**Document passage:**
With Bush I, he pushed the first war against Saddam Hussein, even when it seemed that Saddam was preparing to withdraw from Iraq.

I'm assuming that he means Kuwait, but I'm not sure if Saddam was ever preparing to withdraw from Kuwait.

A politician he is, warts and all. But he will change many things, from day one on.

Yes he is and yes he probably will. So in the future praise him for his accomplishments, but please resist the urge to rationalize, explain away or sweep under the carpet his failures. This urge is only human, because now "our guy" will be in charge, but I sincerely hope that people on this blog will not fall into the same trap many Republicans have, when they tried to excuse everything the Bush administration ever did, even when it went against their deeply held beliefs, because he was on "their team". A sober, detached and objective analysis is the only way out of this, else it is almost certain the cognitive dissonance will become unbearable at some point.

**Raw records:**
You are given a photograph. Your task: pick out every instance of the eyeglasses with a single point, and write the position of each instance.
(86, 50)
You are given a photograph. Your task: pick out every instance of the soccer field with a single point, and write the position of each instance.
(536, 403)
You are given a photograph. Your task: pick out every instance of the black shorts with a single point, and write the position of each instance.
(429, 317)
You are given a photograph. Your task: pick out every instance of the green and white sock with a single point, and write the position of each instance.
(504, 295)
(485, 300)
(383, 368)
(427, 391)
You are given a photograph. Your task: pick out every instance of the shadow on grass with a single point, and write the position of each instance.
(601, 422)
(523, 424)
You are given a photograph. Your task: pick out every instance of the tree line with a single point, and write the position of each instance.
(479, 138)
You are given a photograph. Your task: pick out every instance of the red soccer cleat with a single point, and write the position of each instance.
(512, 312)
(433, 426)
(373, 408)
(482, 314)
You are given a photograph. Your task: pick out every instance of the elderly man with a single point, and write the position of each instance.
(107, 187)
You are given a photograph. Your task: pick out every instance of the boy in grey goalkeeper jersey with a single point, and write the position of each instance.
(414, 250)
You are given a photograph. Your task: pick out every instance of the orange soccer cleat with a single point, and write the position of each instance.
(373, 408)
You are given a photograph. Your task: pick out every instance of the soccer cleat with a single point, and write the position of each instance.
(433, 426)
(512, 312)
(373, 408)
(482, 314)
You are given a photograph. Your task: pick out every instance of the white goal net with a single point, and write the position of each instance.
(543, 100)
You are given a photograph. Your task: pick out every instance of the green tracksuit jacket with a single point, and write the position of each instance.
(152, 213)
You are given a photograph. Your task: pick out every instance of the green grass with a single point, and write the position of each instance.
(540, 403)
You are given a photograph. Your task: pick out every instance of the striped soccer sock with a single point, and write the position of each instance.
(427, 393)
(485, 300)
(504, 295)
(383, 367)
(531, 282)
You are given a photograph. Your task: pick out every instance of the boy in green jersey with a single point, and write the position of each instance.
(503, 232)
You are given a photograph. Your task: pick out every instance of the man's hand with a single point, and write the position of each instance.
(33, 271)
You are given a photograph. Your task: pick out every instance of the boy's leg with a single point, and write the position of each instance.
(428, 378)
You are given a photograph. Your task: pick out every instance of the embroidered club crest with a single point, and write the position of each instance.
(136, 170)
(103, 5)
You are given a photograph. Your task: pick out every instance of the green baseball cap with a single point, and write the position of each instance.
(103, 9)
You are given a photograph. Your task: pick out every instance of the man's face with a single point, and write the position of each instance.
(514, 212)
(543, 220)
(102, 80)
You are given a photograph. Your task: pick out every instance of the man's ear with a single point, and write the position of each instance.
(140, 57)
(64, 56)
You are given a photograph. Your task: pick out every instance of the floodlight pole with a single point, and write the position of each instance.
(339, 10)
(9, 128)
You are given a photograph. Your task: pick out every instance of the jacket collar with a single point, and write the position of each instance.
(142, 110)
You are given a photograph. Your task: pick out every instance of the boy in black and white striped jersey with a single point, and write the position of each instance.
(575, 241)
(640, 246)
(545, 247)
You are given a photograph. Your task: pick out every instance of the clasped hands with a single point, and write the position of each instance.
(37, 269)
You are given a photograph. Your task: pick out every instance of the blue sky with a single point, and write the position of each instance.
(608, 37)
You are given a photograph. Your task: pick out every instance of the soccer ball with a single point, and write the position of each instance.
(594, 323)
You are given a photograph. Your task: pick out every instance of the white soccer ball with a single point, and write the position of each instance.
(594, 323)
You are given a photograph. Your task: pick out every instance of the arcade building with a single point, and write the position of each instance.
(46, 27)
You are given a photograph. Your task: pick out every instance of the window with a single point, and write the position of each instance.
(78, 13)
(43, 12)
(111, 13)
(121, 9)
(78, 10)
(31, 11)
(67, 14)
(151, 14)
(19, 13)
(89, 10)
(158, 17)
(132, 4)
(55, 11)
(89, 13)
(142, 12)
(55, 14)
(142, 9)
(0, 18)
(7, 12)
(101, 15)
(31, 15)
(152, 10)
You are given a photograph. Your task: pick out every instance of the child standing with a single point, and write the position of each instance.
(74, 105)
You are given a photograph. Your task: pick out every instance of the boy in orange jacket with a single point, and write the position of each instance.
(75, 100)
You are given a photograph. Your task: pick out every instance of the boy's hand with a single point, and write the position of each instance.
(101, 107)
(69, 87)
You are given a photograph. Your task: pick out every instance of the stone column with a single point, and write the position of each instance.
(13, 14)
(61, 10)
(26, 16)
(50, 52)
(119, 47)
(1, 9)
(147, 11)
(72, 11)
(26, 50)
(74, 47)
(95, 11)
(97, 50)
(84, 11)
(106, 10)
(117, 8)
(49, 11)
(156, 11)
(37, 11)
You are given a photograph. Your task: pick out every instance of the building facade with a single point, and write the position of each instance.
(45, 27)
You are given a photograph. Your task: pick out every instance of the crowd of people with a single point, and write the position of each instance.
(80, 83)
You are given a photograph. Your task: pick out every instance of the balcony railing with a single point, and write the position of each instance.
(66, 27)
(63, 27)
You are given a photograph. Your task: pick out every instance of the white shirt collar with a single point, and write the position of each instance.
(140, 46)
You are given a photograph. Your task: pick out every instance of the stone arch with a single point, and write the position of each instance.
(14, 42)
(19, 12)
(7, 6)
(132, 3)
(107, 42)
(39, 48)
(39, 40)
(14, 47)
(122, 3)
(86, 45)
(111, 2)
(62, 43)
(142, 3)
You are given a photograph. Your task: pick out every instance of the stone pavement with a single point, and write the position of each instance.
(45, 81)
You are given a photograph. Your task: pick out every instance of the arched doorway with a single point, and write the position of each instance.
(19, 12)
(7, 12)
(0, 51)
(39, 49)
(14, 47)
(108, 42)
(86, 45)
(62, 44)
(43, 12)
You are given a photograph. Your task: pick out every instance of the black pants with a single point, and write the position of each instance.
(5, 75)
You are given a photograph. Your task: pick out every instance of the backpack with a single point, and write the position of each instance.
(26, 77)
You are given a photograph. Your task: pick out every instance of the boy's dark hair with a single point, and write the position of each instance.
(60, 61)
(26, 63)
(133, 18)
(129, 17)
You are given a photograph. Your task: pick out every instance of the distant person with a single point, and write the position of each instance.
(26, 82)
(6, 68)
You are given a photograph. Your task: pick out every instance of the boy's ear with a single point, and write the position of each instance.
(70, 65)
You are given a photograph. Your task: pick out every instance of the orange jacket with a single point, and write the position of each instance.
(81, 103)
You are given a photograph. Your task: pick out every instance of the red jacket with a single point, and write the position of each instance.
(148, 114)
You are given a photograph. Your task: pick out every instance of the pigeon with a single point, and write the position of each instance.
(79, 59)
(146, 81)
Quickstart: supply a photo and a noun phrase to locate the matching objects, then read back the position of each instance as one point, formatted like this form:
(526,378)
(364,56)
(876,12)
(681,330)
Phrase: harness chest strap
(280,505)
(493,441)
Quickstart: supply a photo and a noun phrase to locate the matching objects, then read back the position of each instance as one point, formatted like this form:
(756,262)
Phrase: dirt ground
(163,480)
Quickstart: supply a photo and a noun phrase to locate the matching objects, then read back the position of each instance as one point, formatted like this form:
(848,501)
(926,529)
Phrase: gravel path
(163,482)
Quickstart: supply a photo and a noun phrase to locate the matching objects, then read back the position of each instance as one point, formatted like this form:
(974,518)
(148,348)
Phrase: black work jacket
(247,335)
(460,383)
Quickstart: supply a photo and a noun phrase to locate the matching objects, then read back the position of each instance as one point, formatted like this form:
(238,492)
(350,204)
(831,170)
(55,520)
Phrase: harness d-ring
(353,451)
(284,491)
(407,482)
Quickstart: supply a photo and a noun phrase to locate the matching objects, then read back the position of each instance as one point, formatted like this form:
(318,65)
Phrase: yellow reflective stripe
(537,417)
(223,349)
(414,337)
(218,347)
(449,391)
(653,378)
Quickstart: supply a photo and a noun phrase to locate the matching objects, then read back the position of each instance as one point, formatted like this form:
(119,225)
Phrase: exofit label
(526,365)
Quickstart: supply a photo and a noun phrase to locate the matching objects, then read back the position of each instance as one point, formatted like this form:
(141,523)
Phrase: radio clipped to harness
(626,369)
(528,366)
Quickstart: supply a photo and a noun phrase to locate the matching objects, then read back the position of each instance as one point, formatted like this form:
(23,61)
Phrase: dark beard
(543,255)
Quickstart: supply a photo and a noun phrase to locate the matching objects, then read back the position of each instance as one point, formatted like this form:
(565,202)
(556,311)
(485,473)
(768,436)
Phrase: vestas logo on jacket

**Written tasks:**
[1] Retype everything in the blog comment from "With Bush I, he" down to "withdraw from Kuwait.".
[2] Condense the paragraph of the blog comment that begins "Yes he is and yes he probably will" into a bulleted list that keeps its main points.

**Solution list:**
[1]
With Bush I, he pushed the first war against Saddam Hussein, even when it seemed that Saddam was preparing to withdraw from Iraq.

I'm assuming that he means Kuwait, but I'm not sure if Saddam was ever preparing to withdraw from Kuwait.

[2]
- He is a politician, and he probably will change many things.
- Praise his accomplishments, but resist rationalizing, explaining away or sweeping his failures under the carpet.
- The urge to excuse him is only human now that "our guy" will be in charge.
- The writer hopes people on the blog will avoid the trap many Republicans fell into: excusing everything the Bush administration did, even against their deeply held beliefs, because he was on "their team."
- Only a sober, detached and objective analysis avoids this. Otherwise the cognitive dissonance will almost certainly become unbearable at some point.